Repeat the data that follows in full. Do not include the pictures.

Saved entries
===============

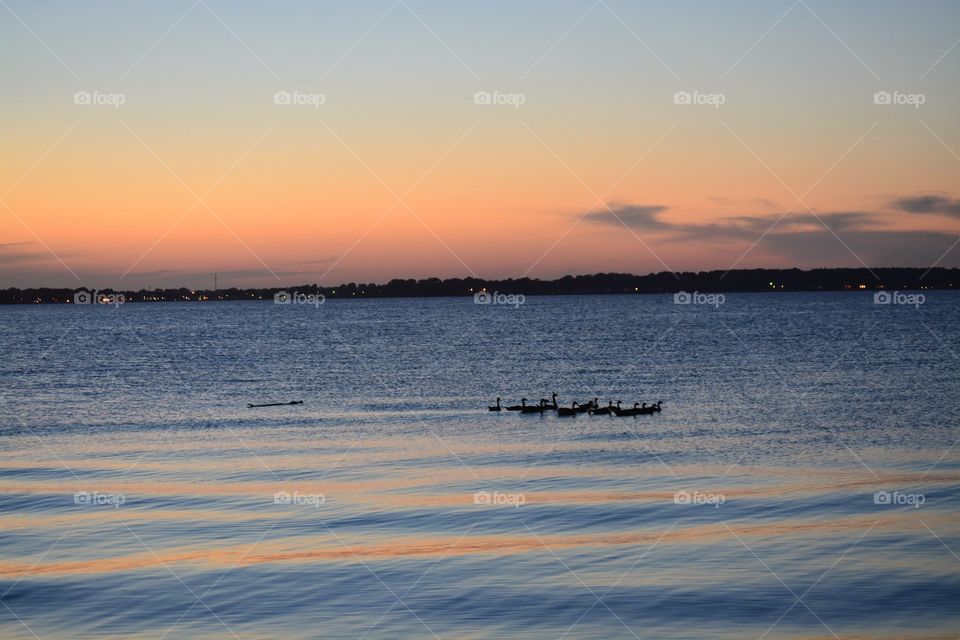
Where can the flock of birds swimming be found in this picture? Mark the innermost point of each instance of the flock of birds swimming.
(590, 406)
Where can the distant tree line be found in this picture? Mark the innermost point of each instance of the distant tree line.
(740, 280)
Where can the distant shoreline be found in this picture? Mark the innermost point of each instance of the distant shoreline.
(736, 281)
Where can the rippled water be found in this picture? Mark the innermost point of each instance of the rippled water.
(139, 494)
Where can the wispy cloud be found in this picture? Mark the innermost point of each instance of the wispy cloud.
(801, 238)
(929, 203)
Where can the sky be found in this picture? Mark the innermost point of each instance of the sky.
(153, 144)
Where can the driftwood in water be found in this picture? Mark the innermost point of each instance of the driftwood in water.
(275, 404)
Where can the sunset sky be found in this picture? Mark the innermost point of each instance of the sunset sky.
(789, 159)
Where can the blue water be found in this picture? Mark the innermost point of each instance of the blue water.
(783, 415)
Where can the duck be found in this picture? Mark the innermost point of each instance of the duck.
(534, 408)
(518, 407)
(605, 411)
(573, 410)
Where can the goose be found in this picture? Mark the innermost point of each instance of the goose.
(534, 408)
(605, 411)
(518, 407)
(590, 404)
(620, 412)
(647, 410)
(550, 404)
(572, 410)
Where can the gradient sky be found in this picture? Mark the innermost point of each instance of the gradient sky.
(400, 174)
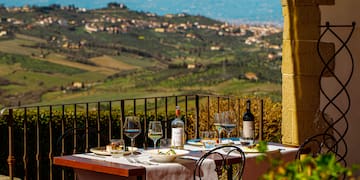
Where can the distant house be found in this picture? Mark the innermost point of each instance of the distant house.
(251, 76)
(216, 48)
(3, 33)
(191, 66)
(161, 30)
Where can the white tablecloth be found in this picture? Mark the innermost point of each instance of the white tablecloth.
(183, 168)
(178, 169)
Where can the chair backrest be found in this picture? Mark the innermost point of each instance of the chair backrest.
(80, 135)
(224, 152)
(318, 144)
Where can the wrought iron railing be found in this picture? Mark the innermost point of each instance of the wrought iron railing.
(331, 103)
(32, 132)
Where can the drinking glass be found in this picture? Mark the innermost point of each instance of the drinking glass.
(208, 139)
(155, 131)
(229, 122)
(117, 147)
(218, 118)
(132, 128)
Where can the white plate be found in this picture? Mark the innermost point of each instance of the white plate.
(154, 153)
(102, 150)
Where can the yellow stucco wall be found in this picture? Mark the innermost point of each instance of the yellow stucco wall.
(301, 68)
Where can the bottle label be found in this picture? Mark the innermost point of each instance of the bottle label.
(248, 129)
(177, 137)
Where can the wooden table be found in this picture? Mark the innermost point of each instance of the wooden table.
(102, 167)
(85, 167)
(96, 169)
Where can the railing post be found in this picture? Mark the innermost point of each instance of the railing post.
(122, 118)
(11, 157)
(261, 123)
(197, 108)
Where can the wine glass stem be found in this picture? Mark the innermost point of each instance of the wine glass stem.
(219, 137)
(132, 146)
(155, 144)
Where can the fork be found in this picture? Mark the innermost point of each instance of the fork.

===============

### [Answer below]
Where can the flock of birds swimming be found in this picture? Mark the innermost point of each instance of the flock of birds swimming.
(590, 406)
Where can the distant tree line be found in this picture? Mark the innermost point of each instance of the distant tree line.
(740, 280)
Where can the distant shoreline be found in this picture? Mark the innermost point of each instance of the distant shoreline.
(736, 281)
Where can the rippled water be found in this picture? Mark the innermost point of each instance of the rippled water.
(139, 494)
Where can the wispy cloud be found in this picture? Mark the innermost point of each instance of the wispy cloud.
(801, 238)
(929, 203)
Where can the sky be found in this picture? Mark the innermost point of each instance of the sky.
(153, 144)
Where can the driftwood in water be found in this picture? Mark the innermost point of each instance of the driftwood in water.
(275, 404)
Where can the sunset sky be found in this picture? Mark the innermost point of each instance of the sunset sky.
(789, 159)
Where can the blue water be found in this picture? Mark the innermost point of each instance of the blue water.
(783, 415)
Where can the duck be found in this picture? Mark the innermost point of each instance of the duck.
(534, 408)
(518, 407)
(605, 411)
(573, 410)
Where can the goose be found in this picture? Mark the innermost point of each instance of the goose.
(534, 408)
(605, 411)
(518, 407)
(590, 404)
(620, 412)
(647, 410)
(550, 404)
(572, 410)
Where can the gradient sky be found in this picture? Mark the innermost point of each instance of the gradient sky.
(400, 174)
Where can the distant house be found in this picture? Mark the innermost point of each instance of the distant house.
(251, 76)
(216, 48)
(3, 33)
(191, 66)
(161, 30)
Where can the white tablecloth be found in this picture? Mark the innermost point of each instance of the white tablecloth.
(183, 168)
(178, 169)
Where can the chair backrest be found in this picture? Mark the innermost point of each instance of the chair backrest.
(80, 135)
(224, 152)
(318, 144)
Where can the wrought iron railing be found in this picture? Mark the innermost point of each instance of the wrought iron railing.
(331, 103)
(32, 132)
Where can the drinking glass be found in this picture? Mark the innermost point of each instance of the drinking glass.
(208, 139)
(155, 131)
(229, 122)
(117, 147)
(218, 118)
(132, 128)
Where can the white plate be found in this picture? Mark the innermost point of each instance of the white plate.
(154, 153)
(102, 150)
Where can the yellow stucco wall be found in this picture? Mark the innermost point of each instance of the yellow stucco wall.
(301, 68)
Where can the bottle label be found in this picture? Mark the innermost point of each instance of the bottle label.
(248, 129)
(177, 137)
Where can the wooden table be found in this picture? Mark the innermost point of each instance of the wooden table.
(102, 167)
(85, 167)
(96, 169)
Where can the railing post be found in this picture? Mark the innermost point of each instance of the railing post.
(122, 118)
(11, 157)
(261, 123)
(197, 108)
Where can the wine glass stem be found in this picture? Mark the innermost point of each instance of the wine glass stem.
(219, 137)
(132, 146)
(155, 144)
Where can the fork be found in this picture? Mark the innermost point of each instance of the fork.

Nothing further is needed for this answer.